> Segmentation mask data
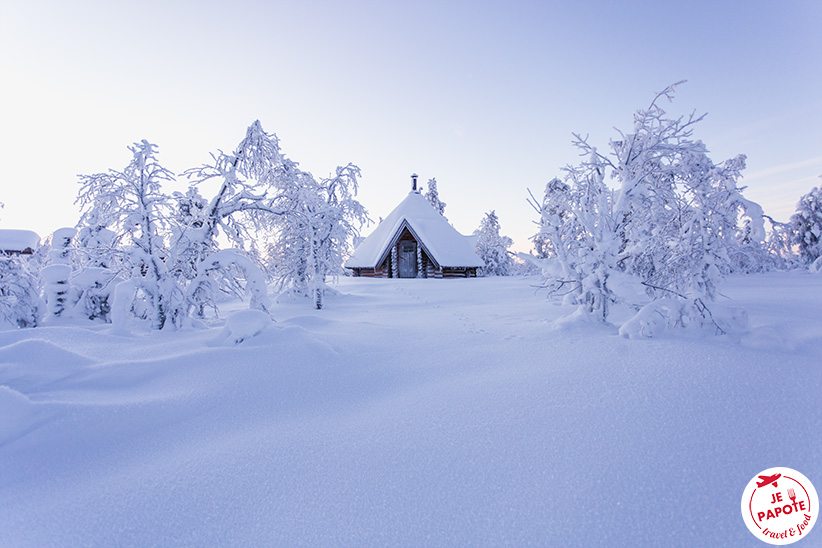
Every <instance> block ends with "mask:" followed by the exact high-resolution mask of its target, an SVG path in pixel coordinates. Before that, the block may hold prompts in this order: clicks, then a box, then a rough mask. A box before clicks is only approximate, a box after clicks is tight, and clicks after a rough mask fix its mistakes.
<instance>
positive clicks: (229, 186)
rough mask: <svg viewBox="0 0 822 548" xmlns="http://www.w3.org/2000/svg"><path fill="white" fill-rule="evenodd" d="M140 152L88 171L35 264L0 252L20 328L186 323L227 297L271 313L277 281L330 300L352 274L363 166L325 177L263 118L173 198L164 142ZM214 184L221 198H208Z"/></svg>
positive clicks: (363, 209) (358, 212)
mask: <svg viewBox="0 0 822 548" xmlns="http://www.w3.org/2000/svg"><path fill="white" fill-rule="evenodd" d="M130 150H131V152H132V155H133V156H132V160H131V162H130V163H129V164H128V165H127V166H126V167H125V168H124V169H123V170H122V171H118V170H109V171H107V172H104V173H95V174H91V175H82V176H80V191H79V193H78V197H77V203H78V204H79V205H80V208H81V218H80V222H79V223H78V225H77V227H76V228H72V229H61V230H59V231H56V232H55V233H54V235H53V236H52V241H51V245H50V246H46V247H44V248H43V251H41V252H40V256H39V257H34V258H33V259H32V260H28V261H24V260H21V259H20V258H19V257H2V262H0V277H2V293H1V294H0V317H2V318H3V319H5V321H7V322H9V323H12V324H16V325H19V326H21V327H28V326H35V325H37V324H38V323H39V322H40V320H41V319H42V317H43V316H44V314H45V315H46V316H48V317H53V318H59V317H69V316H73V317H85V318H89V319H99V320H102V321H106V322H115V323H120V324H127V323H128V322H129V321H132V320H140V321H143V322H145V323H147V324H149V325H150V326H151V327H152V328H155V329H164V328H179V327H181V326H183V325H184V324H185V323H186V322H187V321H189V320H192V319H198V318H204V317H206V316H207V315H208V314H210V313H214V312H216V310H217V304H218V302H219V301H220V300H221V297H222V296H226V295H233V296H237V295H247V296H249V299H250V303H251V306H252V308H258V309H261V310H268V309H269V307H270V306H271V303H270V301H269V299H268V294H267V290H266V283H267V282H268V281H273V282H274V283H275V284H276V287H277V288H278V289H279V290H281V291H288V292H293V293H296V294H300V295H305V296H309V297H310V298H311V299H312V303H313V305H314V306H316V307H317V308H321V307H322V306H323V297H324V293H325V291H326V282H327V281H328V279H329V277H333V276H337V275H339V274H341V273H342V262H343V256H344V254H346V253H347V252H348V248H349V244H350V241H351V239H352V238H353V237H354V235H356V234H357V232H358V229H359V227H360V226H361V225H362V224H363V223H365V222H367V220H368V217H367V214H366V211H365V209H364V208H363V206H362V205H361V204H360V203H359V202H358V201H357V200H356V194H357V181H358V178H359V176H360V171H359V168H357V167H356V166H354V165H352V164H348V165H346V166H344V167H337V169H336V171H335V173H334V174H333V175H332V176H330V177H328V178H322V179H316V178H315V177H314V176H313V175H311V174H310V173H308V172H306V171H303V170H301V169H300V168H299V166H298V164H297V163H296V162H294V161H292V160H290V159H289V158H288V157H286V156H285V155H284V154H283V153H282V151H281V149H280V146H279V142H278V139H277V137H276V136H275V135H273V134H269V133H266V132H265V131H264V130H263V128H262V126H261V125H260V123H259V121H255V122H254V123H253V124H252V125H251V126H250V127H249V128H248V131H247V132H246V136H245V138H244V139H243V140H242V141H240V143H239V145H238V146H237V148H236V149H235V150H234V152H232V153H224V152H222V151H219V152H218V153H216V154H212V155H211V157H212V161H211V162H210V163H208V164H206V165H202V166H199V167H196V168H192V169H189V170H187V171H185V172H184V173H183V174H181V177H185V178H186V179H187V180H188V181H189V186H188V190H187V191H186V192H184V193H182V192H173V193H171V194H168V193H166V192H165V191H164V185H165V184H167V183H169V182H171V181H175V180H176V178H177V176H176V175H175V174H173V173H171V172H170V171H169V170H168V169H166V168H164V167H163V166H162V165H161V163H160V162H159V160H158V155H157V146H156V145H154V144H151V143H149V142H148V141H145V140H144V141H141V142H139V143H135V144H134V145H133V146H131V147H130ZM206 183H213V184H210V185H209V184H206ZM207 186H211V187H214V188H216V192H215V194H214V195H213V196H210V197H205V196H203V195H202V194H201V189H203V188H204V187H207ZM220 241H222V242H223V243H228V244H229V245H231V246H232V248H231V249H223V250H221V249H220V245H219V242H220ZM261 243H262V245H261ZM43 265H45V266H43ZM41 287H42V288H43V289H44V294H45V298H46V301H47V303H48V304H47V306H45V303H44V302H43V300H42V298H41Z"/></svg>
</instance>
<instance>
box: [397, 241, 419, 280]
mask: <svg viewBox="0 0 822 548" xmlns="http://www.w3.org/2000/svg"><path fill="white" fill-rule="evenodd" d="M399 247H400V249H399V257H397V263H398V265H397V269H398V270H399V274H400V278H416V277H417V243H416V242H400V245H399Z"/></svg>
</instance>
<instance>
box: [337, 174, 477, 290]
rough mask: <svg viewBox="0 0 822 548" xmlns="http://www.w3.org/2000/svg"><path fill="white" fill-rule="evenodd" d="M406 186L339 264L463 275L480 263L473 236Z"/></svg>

> Exercise objective
From the start of the entries through the line containing "positive clicks: (363, 209) (358, 212)", change every "rough mask" to "coarse mask" and leave all other text unchanged. Reproduce only those lines, without the pictures.

> Your response
Every <instance> block ends with "mask:" followed by the exact high-resolution mask of its target, an SVG path in pixel coordinates. Before that, the block may hold prompts in this order: clicks, then a box, then a coarse mask. A box before clicks is only approximate, a box after clicks is tight, and clicks after a coarse mask fix its mistakes.
<instance>
positive clicks: (229, 186)
coarse mask: <svg viewBox="0 0 822 548" xmlns="http://www.w3.org/2000/svg"><path fill="white" fill-rule="evenodd" d="M140 152L88 171L35 264L0 252L20 328L186 323L227 297L271 313L277 281L330 300L352 274L363 166L325 177L263 118L173 198L164 142ZM214 184L221 198H208Z"/></svg>
positive clicks: (363, 209) (358, 212)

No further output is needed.